— Source records —
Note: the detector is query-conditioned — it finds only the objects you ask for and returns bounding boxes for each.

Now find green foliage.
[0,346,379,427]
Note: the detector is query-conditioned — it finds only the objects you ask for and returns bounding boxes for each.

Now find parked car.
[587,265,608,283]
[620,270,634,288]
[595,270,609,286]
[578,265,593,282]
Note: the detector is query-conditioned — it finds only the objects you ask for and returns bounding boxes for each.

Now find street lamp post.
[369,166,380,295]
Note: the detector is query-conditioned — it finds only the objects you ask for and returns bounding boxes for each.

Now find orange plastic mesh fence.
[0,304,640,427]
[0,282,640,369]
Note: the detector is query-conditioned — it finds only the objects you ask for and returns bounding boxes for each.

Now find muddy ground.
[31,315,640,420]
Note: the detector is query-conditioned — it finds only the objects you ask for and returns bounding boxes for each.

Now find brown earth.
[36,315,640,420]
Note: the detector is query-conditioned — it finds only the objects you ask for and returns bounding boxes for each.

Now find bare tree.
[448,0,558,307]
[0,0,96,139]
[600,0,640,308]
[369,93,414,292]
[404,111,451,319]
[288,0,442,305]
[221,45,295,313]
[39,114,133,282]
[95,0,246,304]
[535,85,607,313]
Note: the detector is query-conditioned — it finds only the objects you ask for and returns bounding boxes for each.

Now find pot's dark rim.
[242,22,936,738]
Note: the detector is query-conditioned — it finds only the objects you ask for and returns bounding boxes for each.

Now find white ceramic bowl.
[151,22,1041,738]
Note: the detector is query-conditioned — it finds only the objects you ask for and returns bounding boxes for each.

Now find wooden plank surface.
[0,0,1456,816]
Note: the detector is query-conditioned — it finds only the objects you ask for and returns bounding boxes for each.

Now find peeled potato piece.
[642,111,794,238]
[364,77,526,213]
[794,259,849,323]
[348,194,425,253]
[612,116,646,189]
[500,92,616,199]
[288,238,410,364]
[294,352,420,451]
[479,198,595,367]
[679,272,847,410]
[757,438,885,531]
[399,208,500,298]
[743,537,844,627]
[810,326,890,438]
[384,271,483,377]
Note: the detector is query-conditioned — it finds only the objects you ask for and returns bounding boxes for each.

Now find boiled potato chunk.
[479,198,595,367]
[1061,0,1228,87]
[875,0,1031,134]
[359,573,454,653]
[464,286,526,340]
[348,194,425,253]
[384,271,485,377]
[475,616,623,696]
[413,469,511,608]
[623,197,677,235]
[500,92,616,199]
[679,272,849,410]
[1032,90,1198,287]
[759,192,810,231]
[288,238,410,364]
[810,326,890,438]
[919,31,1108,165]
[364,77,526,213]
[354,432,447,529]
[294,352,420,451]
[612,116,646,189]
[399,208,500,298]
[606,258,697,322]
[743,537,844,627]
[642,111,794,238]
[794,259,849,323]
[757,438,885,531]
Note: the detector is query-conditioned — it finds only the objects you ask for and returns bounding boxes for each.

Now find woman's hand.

— What this task involves —
Edit the entries above so that each instance of "bare tree" becomes "leafless tree", and leave every other part unchanged.

— Full answer —
Note: the detector is query-conditioned — it finds only the objects you ask for and returns bounding boxes for each.

Now find green foliage.
[0,346,379,427]
Note: the detector is query-conditioned — it finds only the objects you ask for and returns bounding boxes for each.

Now find parked car.
[587,265,608,283]
[620,270,634,288]
[595,270,609,286]
[578,265,593,282]
Note: the detector is query-conditioned — it finds only the objects you ask for and returns bounding boxes for each.

Now find street lamp post.
[369,166,380,295]
Note: the detector is query-conditioned — it finds only the objects you ask for and returns bounding boxes for each.

Now find orange plastic mesh fence.
[0,304,640,427]
[0,282,640,369]
Note: the detector is query-conditioned — it finds only the objects you ask for and returns bounding boxes for each.

Now find muddy ground.
[31,315,640,420]
Note: the detector is query-conditioned — it finds only the objects you ask for and returns bounding boxes for each.

Now find brown earth.
[36,315,640,420]
Note: the detector is query-conditioned — it finds only the objects you ask for and returns bounding boxes for each.

Now find leafless tree.
[448,0,558,307]
[0,0,96,139]
[600,0,640,308]
[369,93,414,292]
[404,111,451,319]
[288,0,442,305]
[221,45,295,313]
[39,114,133,282]
[95,0,246,304]
[535,85,607,313]
Note: the detector is query-conditioned — it finds only the objects you ask for and returns bounding boxes for each.

Now find pot's dark rim.
[242,22,936,738]
Note: the detector is query-conditioned — it finds only the objects you ask for and returns bounding boxes for each.

Now find white ceramic bowl.
[151,22,1041,738]
Note: the detector is query-conditioned — it finds only the objects you ask for and returns bounding boxes for each.

Now find wooden plank surface.
[0,0,1456,816]
Note: the detector is query-conditioned — it finds only the objects you ask for and returns bounding boxes for each.

Now find peeled potato piece.
[642,111,794,238]
[364,77,526,213]
[794,259,849,323]
[348,194,425,253]
[612,116,646,189]
[500,92,616,199]
[288,238,410,364]
[294,352,420,451]
[479,198,595,367]
[679,272,847,410]
[757,438,885,531]
[399,208,500,298]
[743,537,844,627]
[810,326,890,438]
[384,271,483,377]
Note: the detector is query-conditioned — it finds only the objects you ask for and returns bounding boxes for each.

Now find boiled potato chunk.
[479,198,595,367]
[1061,0,1228,87]
[875,0,1031,134]
[359,573,454,653]
[464,286,526,340]
[348,194,425,253]
[384,271,485,377]
[475,616,623,696]
[413,469,511,608]
[623,197,677,235]
[500,92,616,199]
[679,272,849,410]
[1032,90,1198,287]
[759,192,810,231]
[288,238,410,364]
[810,326,890,438]
[919,31,1108,165]
[364,77,526,213]
[354,432,447,529]
[294,352,420,451]
[612,116,646,189]
[399,208,500,298]
[606,258,697,322]
[743,537,844,627]
[642,111,794,238]
[794,259,849,323]
[757,438,885,531]
Note: the detector is query-conditioned — it finds only the objects you ask for and returns bounding boxes for each.

Now find woman's hand.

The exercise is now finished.